───── DATASET ─────
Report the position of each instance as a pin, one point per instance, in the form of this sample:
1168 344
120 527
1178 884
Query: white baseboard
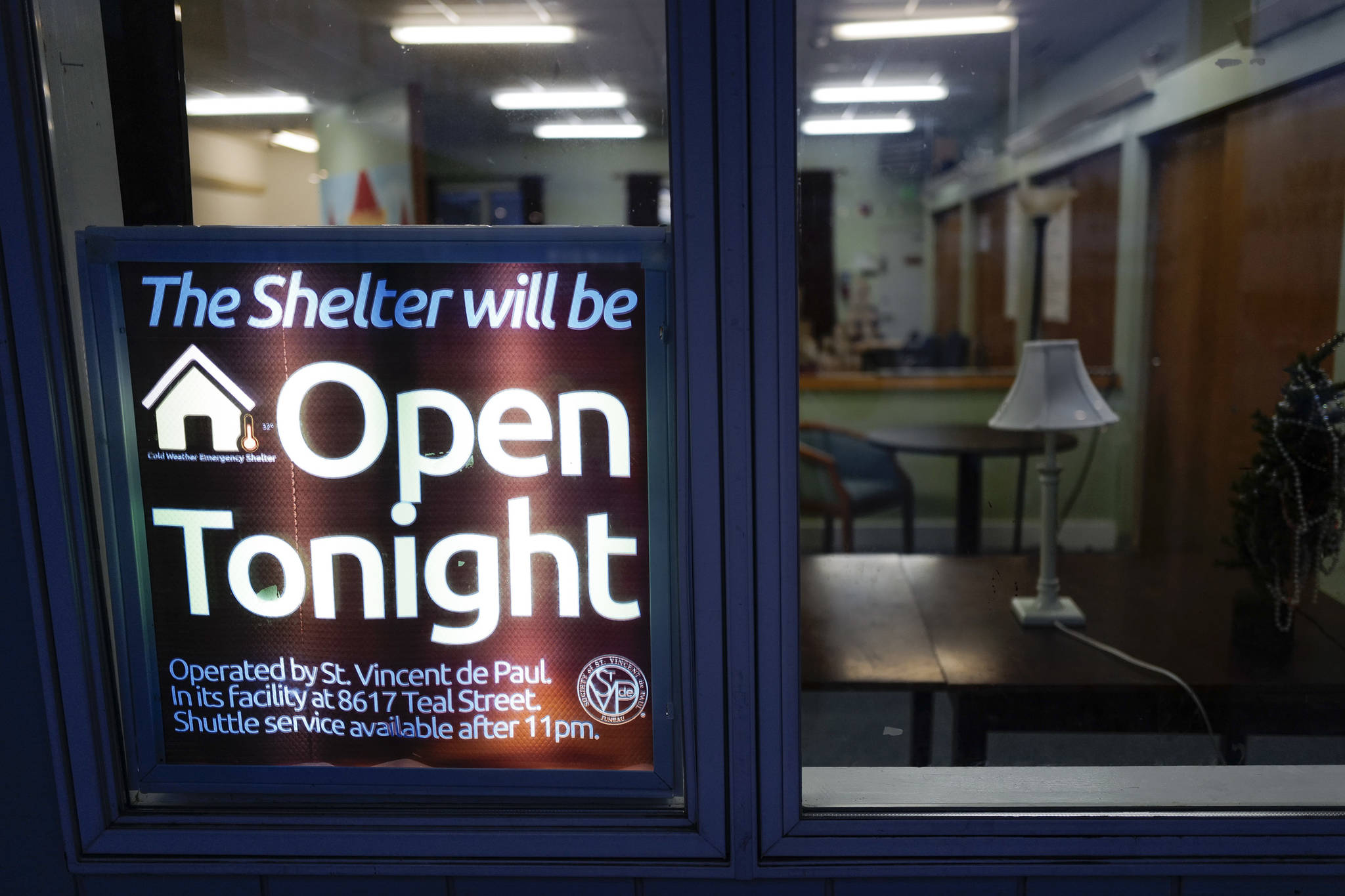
─────
Transcribe the records above exactly and drop every picture.

Report the position of each instance as a pin, one point per instance, in the form of this sample:
1168 344
120 527
1178 884
Query: white baseboard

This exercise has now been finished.